----- Selected text

Open `hamlet.txt` in the `data` folder

### 1. Mentionned Hamlet

How many times is hamlet mentioned in the book?

Use python and line iteration to count it up

In [23]:
hamlet = open("data/hamlet.txt", "r")
count = sum([line.lower().count('hamlet') for line in hamlet])

print(count)

474


### 2. File Reading as a .py program

Make a python file that defines a function that counts the number of times hamlet is mentionned using the code in the previous exercise.

Then import it in your notebook and call it here.

In [22]:
import file_reader

print(file_reader.hamlet_count())

474


### 3. Unique words in hamlet

Write a program that counts the unique words in hamlet.

In [26]:
import collections

hamlet = open("data/hamlet.txt", "r")

def count_uniques():
    content = hamlet.read()
    return len(collections.Counter(content.split(" ")))

count_uniques()

9327

# File Reading 2: A Python library.

In the `data` folder, you will find a folder called `csrgraph` which is a python library.

### 1. File count

Count the `py` files in the library using the `os` package

In [28]:
import os

def file_count():
    return len(os.listdir('data/csrgraph'))
print(file_count())

8


### 2. For the following packages, count the number of files that import them:

- pandas 

- numpy

- numba

In [15]:
import os

def file_count():
    imported_packages = {
        'pandas': 0,
        'numpy': 0,
        'numba': 0
    }

    for file_string in os.listdir('data/csrgraph'):
        file_buffer = open(f'data/csrgraph/{file_string}', "r")

----------

*Task instructions:* From the file-reading exercises above, extract everything from "# File Reading" down to "return len(os.listdir('data/csrgraph'))", word for word.

----- Raw data

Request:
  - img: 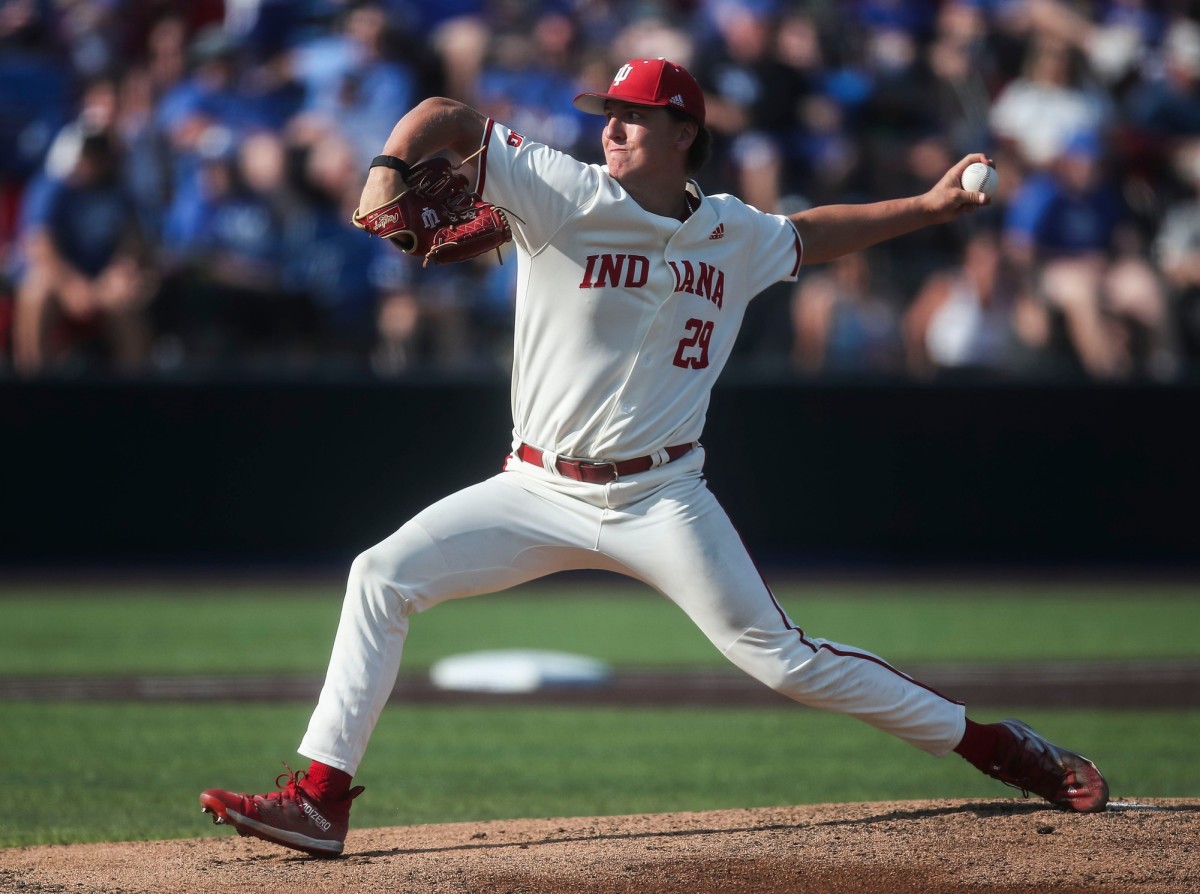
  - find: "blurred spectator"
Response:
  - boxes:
[13,131,154,374]
[904,229,1024,378]
[694,2,808,211]
[1154,138,1200,364]
[990,34,1112,175]
[0,0,77,268]
[155,131,316,368]
[1004,132,1174,379]
[792,252,904,376]
[292,4,421,170]
[0,0,1200,378]
[287,127,419,364]
[1128,18,1200,140]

----------

*Solution to the problem:*
# File Reading 2: A Python library.

In the `data` folder, you will find a folder called `csrgraph` which is a python library.

### 1. File count

Count the `py` files in the library using the `os` package

In [28]:
import os

def file_count():
    return len(os.listdir('data/csrgraph'))